(Recorded data)
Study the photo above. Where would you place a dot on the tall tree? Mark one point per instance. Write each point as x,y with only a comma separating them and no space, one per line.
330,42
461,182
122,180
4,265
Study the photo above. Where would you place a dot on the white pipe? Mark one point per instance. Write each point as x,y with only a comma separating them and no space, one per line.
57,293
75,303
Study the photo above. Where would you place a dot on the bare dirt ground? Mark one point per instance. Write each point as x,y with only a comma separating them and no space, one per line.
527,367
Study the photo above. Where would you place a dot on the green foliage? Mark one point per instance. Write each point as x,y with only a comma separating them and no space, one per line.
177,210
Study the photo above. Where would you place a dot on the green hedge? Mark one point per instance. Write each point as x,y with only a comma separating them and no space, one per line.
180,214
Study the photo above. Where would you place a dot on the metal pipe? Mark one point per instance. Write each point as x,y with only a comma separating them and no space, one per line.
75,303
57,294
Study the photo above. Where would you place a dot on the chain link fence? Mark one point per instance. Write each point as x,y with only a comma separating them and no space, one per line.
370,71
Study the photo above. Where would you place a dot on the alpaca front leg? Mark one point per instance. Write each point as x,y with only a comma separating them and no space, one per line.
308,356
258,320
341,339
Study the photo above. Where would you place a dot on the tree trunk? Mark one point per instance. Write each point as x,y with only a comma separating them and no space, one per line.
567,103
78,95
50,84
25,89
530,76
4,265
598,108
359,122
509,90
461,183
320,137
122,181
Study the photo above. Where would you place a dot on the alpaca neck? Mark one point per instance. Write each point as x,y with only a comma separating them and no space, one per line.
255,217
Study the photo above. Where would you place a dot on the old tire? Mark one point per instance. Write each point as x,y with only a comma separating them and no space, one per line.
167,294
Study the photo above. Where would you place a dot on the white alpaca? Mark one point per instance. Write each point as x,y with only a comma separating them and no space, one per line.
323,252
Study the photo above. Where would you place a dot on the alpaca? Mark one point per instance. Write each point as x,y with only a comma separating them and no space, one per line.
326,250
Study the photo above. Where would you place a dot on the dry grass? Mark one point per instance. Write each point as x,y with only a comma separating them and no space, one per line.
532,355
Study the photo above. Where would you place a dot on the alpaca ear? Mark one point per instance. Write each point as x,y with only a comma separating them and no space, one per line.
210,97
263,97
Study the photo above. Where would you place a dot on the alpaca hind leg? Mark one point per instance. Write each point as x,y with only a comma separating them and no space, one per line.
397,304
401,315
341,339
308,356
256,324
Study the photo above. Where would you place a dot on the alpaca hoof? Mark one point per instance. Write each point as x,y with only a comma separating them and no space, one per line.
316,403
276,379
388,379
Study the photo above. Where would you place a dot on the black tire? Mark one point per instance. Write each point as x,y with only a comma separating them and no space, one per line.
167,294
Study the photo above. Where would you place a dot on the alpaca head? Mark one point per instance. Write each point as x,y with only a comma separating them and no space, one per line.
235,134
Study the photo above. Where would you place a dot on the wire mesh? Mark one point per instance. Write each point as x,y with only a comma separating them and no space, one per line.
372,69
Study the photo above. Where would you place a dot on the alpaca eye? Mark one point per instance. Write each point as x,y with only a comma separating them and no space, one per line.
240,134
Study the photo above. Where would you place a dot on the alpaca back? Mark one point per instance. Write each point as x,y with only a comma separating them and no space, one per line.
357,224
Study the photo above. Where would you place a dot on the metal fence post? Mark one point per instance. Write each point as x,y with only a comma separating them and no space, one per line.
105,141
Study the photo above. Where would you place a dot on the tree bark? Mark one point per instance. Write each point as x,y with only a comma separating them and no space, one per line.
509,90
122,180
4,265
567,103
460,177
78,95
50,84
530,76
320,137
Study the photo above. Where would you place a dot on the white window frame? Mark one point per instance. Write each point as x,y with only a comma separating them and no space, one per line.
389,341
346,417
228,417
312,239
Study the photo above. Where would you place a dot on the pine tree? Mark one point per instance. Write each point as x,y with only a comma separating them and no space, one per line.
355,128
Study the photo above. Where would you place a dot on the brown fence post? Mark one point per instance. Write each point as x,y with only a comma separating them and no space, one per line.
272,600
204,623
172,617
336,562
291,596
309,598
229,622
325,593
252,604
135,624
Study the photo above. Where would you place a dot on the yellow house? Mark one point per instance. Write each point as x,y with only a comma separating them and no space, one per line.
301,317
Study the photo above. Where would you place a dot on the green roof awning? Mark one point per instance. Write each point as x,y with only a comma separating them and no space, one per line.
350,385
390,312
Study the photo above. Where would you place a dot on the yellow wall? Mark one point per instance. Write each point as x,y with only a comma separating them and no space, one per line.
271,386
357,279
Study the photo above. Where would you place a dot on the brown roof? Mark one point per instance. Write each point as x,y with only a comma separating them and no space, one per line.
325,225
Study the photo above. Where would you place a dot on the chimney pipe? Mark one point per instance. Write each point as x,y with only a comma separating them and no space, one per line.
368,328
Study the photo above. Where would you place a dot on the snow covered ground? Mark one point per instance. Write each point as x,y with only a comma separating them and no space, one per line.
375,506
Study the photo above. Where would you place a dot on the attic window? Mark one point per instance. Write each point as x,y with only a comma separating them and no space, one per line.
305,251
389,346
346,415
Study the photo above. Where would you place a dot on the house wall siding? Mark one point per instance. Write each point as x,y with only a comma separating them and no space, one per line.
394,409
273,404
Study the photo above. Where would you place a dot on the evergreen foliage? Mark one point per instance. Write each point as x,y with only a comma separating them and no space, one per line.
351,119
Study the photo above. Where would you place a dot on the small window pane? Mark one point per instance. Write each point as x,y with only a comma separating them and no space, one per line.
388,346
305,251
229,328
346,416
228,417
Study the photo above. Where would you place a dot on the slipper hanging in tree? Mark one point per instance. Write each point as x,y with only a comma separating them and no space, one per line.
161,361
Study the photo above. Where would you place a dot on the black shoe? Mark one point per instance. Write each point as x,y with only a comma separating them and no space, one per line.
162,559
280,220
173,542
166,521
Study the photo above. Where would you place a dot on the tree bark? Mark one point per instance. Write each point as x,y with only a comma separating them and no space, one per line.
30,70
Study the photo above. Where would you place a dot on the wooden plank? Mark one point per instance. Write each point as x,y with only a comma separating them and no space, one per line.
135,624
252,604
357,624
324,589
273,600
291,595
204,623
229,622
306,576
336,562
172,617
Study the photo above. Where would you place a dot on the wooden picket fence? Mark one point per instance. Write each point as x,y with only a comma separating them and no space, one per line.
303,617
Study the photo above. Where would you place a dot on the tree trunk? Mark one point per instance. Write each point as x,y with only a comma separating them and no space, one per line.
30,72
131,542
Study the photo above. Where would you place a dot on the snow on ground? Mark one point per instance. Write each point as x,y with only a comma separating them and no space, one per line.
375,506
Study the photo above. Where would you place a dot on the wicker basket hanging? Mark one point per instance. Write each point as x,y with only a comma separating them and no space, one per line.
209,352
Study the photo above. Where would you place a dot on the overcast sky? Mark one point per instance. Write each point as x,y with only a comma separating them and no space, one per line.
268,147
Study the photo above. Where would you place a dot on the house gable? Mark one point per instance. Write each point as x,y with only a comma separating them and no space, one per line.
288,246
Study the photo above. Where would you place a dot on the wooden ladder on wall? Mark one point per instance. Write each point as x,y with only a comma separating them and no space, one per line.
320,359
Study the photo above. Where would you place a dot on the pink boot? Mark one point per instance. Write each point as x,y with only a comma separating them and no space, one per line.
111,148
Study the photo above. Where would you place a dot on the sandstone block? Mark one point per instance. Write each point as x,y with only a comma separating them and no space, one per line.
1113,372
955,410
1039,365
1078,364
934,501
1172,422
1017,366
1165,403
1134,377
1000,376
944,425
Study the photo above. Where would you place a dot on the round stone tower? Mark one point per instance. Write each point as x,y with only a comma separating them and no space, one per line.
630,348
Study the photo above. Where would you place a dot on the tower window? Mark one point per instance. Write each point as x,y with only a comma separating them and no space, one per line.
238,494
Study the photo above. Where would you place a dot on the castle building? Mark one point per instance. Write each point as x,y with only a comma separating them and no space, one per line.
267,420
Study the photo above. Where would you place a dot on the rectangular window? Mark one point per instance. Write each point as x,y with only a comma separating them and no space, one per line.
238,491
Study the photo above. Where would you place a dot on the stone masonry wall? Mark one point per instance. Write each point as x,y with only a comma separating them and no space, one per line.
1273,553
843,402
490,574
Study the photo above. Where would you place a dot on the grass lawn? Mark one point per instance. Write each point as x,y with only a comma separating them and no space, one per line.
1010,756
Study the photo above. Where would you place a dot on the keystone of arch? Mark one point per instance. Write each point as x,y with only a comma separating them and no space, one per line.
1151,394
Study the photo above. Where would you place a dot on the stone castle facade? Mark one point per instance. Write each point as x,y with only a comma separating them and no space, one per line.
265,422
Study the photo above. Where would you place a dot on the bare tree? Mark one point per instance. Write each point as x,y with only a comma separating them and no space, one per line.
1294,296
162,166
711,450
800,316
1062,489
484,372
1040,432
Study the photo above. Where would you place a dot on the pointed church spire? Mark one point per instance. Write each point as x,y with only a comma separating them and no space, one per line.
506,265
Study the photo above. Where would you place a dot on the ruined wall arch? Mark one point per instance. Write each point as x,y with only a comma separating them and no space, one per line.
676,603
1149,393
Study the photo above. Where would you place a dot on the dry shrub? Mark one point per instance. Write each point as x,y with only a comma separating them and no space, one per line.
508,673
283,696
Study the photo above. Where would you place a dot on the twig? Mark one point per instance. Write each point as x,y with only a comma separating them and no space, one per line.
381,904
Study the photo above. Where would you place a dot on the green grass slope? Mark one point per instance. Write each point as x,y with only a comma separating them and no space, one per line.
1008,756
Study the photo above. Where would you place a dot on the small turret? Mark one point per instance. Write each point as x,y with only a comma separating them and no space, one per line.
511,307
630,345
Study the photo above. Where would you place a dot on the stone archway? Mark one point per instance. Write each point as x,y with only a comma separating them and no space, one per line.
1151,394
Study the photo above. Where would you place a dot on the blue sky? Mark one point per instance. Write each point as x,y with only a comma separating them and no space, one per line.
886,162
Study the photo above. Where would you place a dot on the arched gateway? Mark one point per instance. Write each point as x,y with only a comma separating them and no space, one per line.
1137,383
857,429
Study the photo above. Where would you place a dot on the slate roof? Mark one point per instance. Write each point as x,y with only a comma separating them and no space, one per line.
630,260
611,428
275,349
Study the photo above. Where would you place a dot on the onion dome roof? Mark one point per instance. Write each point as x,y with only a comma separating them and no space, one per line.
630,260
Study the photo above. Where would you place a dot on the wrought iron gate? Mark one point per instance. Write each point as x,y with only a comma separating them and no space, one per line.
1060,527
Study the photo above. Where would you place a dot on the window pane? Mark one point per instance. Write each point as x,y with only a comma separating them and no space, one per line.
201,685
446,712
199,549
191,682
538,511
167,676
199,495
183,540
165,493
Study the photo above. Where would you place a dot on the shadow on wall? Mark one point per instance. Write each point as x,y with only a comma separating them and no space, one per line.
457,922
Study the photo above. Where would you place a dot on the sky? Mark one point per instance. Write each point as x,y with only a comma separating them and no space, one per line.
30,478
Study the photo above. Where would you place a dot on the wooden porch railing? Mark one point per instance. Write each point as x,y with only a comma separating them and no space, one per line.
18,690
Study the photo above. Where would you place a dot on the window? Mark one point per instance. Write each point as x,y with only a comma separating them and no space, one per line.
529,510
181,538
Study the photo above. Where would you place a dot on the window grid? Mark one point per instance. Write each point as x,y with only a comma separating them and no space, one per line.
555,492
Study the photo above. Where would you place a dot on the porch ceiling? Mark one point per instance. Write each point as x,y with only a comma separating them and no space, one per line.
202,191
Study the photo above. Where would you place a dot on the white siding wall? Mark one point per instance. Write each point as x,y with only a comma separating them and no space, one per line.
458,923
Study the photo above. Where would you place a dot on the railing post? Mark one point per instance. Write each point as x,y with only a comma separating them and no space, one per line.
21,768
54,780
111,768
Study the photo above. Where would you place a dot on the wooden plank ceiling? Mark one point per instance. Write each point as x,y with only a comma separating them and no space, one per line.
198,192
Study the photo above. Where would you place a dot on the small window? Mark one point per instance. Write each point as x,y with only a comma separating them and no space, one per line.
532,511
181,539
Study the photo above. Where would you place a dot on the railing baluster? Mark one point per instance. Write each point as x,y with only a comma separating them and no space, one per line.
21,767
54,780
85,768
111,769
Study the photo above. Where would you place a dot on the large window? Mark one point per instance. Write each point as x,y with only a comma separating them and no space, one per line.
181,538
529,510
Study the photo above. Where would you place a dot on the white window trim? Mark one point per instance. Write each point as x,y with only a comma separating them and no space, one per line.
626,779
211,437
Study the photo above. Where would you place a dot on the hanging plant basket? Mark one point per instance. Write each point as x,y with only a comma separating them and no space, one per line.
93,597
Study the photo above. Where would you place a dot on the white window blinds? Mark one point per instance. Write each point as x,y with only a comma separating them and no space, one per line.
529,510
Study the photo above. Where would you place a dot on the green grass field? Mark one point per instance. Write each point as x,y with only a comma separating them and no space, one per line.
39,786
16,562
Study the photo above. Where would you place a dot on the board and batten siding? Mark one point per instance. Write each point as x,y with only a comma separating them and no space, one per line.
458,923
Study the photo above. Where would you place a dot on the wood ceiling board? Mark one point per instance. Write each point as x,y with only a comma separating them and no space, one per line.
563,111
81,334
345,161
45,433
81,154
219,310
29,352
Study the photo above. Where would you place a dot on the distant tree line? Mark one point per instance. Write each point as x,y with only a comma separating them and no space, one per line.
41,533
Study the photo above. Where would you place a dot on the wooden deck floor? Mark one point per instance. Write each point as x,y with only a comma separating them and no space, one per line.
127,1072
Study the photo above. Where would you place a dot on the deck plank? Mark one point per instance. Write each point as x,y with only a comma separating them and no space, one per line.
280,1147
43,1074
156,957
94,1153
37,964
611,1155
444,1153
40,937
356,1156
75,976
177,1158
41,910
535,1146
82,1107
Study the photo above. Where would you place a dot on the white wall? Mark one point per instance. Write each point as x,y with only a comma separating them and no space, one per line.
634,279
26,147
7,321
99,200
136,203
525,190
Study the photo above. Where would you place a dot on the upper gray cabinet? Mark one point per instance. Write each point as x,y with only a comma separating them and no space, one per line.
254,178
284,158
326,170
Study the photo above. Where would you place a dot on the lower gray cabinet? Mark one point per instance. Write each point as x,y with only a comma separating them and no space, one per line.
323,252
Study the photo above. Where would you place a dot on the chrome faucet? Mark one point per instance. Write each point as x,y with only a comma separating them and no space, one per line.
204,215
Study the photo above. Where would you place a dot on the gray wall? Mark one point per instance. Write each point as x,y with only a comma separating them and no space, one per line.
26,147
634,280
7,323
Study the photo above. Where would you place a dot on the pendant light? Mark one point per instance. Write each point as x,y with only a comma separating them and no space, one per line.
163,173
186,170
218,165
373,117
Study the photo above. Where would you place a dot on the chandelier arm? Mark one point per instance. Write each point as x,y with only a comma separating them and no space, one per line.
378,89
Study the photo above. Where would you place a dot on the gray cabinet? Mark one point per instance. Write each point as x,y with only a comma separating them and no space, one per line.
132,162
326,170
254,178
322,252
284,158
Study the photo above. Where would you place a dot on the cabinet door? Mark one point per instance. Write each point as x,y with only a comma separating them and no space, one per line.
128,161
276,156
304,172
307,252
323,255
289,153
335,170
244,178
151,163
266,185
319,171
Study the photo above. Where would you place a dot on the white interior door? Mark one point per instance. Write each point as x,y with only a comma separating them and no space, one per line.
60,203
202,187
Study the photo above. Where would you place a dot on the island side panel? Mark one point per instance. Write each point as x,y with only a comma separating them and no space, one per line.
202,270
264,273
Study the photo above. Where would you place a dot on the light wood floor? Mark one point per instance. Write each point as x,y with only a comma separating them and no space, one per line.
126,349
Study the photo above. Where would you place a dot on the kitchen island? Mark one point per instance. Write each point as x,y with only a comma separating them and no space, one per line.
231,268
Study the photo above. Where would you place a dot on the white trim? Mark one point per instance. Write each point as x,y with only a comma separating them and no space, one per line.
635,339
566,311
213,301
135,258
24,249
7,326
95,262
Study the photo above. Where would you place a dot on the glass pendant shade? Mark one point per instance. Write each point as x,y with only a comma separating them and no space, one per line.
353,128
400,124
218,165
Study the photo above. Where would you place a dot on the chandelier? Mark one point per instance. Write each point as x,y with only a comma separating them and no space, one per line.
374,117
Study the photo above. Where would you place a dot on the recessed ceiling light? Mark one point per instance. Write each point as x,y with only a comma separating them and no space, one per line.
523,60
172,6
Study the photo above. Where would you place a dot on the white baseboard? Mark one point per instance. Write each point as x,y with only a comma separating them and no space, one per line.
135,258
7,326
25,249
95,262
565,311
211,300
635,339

> [Short task] Exactly and only the lines from the line containing "on the light" through the last line of the entries should be copied, both ends included.

> [Solution to the exercise]
Study the photo above. Where would you place a dot on the light wood floor? Mark one point per instance. Write each point as x,y with only a comma separating them and no space, one per line.
126,349
Study the photo above. Where would you place a dot on the kitchen island? Mark one point per instance. Write each point as x,y with only a comma separating them and no space, one per line.
231,268
Study the photo above. Where would you place a dot on the white trim? Mark one point per instance. Write each point as x,y with only a comma separating them and no space, one per line.
635,339
566,311
213,301
135,258
24,249
7,326
95,262
Study the photo above. Where would you place a dot on the glass pendant shade? Mark one point per instance. Write each point as x,y with only a comma separating them and no space, one per line.
353,128
400,124
218,165
Study the photo above. Where would you place a dot on the chandelier? Mark one point per instance. Write each point as x,y with only a comma separating them and no space, one per line.
374,117
Study the photo above. Where would you place a dot on the recessed ceiling light? Mark one point per instance. Write each point as x,y with only a comma separating them and no space, one per line.
523,60
172,6
Study the photo above. Where would you place a dot on the white baseboard? Mark one point per instance. Write each point as x,y with only a comma separating them and no space, one per line.
135,258
7,326
25,249
95,262
565,311
211,300
635,339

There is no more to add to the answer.